▶ Named-object pointing records:
— BEGIN —

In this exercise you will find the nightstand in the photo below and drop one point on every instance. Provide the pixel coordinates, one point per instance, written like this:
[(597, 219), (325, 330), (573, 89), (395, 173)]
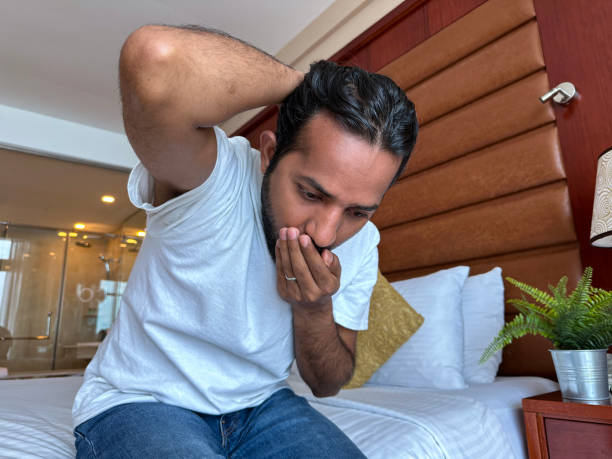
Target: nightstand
[(556, 429)]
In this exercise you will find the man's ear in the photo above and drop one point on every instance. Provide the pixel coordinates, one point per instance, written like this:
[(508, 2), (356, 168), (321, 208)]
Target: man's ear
[(267, 147)]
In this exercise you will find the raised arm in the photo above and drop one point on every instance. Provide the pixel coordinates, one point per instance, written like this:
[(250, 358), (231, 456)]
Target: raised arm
[(176, 83)]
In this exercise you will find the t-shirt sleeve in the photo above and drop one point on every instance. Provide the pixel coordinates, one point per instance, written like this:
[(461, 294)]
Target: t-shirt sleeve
[(351, 304), (210, 200)]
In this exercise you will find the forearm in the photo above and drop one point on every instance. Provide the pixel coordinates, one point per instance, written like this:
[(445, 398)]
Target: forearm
[(324, 361), (210, 76)]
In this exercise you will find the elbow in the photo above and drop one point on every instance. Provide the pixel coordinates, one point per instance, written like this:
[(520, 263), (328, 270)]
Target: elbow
[(146, 61), (327, 392)]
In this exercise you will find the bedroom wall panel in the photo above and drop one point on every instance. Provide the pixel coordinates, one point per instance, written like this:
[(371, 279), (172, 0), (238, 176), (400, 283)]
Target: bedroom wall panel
[(500, 63), (486, 185), (477, 28), (542, 266), (526, 220), (501, 115), (522, 162)]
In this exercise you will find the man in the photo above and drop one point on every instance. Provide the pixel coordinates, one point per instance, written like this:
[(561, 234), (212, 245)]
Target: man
[(240, 270)]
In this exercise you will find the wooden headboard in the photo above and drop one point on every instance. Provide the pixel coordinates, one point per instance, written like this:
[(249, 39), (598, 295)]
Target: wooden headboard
[(486, 185)]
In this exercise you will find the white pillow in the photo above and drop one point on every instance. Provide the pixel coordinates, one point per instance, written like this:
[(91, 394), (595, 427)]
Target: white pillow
[(483, 318), (433, 356)]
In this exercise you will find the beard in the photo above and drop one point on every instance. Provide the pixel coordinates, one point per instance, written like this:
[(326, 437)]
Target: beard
[(269, 223), (267, 218)]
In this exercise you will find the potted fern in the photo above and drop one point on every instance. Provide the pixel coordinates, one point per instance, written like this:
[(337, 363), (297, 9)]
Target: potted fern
[(578, 324)]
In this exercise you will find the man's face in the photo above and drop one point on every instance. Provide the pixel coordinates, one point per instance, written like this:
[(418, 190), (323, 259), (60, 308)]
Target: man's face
[(328, 187)]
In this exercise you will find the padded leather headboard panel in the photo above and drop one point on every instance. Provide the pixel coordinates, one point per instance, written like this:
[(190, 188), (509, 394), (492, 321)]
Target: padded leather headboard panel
[(486, 184)]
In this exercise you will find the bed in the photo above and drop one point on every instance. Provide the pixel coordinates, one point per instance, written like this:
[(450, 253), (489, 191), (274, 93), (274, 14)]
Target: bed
[(385, 422), (485, 189)]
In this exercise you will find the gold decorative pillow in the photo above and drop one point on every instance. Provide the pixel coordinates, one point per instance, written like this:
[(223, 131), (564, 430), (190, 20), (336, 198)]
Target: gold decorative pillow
[(391, 322)]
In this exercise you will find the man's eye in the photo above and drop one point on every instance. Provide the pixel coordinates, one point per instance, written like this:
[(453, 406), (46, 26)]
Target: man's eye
[(308, 195)]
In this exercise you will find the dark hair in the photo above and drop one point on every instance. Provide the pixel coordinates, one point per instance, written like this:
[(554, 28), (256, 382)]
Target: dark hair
[(369, 105)]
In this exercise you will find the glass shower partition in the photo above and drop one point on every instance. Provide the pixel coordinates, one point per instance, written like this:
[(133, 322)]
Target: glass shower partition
[(60, 292), (31, 266)]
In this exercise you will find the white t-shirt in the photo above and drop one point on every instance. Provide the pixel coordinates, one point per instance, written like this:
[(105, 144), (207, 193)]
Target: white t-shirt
[(201, 324)]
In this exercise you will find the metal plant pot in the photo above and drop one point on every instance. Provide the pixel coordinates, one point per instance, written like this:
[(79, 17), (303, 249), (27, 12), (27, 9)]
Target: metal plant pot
[(582, 374)]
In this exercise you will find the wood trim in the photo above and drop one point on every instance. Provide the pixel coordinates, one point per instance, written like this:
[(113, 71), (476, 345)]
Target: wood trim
[(573, 35), (440, 13), (531, 432)]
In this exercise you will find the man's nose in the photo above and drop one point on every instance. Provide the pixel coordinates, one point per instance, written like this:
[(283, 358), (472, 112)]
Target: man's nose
[(323, 227)]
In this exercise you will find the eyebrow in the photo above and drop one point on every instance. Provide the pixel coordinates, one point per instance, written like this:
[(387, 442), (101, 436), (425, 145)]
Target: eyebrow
[(317, 186)]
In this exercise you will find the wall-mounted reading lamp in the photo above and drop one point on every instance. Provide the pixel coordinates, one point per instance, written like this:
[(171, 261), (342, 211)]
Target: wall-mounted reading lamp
[(601, 225)]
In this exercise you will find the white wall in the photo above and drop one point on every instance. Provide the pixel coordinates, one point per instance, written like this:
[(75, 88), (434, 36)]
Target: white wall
[(41, 134)]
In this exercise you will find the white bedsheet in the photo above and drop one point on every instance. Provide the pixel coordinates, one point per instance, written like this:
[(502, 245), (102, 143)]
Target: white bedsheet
[(385, 422), (483, 421)]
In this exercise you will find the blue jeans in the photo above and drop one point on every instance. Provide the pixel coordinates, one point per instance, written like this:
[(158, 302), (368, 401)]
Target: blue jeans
[(284, 426)]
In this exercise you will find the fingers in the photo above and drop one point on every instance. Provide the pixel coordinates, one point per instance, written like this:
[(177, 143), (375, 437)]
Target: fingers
[(317, 276), (319, 265)]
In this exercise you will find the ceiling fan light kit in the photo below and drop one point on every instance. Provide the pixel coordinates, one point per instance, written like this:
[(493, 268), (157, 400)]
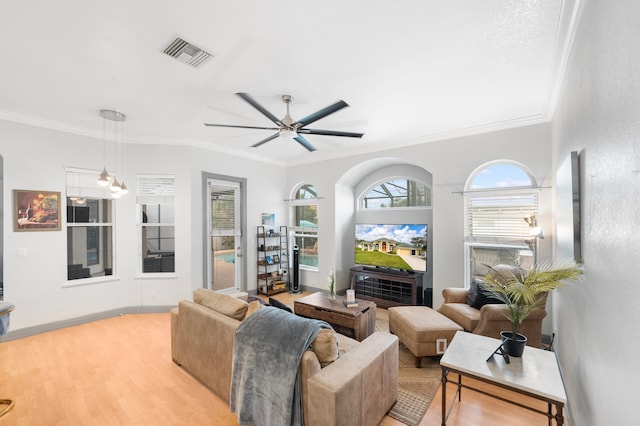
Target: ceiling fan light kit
[(288, 128)]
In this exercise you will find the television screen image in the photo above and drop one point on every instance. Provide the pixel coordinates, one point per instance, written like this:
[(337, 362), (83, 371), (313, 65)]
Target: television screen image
[(395, 247)]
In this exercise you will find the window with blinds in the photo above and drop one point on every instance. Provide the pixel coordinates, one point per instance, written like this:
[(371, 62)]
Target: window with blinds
[(499, 216), (304, 225), (89, 226), (156, 218), (498, 197)]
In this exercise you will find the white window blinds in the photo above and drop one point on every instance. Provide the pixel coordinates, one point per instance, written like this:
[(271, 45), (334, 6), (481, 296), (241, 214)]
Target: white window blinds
[(156, 189), (499, 215)]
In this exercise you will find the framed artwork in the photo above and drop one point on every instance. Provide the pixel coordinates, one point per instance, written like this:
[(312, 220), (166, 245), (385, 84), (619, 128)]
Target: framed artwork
[(36, 210), (268, 219)]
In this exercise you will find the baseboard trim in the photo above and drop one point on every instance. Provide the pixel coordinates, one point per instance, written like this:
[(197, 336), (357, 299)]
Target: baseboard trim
[(38, 329)]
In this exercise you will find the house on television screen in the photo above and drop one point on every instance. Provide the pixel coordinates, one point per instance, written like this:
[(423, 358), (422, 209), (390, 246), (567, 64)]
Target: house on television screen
[(389, 247)]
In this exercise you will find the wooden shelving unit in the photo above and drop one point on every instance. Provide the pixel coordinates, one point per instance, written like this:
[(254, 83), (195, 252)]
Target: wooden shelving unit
[(273, 260)]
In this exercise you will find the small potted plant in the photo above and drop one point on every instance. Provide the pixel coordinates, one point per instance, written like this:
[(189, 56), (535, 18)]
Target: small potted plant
[(523, 291)]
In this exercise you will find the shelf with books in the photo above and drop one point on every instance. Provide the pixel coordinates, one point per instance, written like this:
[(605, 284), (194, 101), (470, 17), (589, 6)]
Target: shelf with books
[(272, 260)]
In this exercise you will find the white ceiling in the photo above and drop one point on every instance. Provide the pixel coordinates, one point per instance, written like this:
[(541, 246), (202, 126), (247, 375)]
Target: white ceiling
[(411, 70)]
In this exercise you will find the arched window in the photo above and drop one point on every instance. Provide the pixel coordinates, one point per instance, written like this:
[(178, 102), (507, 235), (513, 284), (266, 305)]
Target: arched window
[(393, 193), (304, 224), (501, 204)]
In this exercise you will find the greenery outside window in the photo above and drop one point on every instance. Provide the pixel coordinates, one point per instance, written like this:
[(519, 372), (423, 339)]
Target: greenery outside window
[(304, 225), (90, 228), (155, 200)]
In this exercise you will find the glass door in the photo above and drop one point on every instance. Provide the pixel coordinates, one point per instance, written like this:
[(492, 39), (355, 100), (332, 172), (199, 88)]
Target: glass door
[(225, 235)]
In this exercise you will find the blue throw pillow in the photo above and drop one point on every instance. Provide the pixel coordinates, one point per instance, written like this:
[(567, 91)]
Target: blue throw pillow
[(473, 291), (484, 299)]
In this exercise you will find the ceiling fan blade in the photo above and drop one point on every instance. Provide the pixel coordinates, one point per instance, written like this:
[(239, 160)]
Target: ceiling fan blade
[(330, 133), (322, 113), (302, 141), (241, 127), (260, 108), (265, 140)]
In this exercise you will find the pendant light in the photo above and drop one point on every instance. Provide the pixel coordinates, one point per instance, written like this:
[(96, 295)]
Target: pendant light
[(117, 188)]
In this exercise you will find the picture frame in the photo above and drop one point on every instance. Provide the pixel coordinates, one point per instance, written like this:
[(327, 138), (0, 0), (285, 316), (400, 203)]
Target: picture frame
[(36, 210), (268, 219)]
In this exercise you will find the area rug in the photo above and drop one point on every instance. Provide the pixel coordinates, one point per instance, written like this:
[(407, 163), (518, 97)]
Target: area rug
[(416, 386)]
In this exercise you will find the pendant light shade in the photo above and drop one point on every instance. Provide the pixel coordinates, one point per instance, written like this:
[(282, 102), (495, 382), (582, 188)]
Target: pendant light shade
[(105, 179)]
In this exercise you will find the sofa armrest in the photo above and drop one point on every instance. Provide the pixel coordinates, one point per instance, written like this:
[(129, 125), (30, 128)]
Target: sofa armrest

— END —

▶ Written instruction: Output the lines of the items starting at the line containing "In this exercise you will find the forearm" and ending at the line containing "[(146, 61), (327, 392)]", both included, as a JSON list of strings, one string per line, with blank lines left out.

▶ Reply to the task:
[
  "In this exercise you will find the forearm in the photo above and drop one point on every instance. Provide the pixel coordinates, one point per instance, written like this:",
  "[(445, 398)]",
  "Target: forearm",
  "[(324, 361), (210, 76)]",
  "In this exercise you will find the elbow in the photo above and drop one point on every instance. Provide the pixel coordinates, one point per instance, written like this:",
  "[(520, 263), (328, 270)]",
  "Target: elbow",
  "[(146, 61), (327, 392)]"
]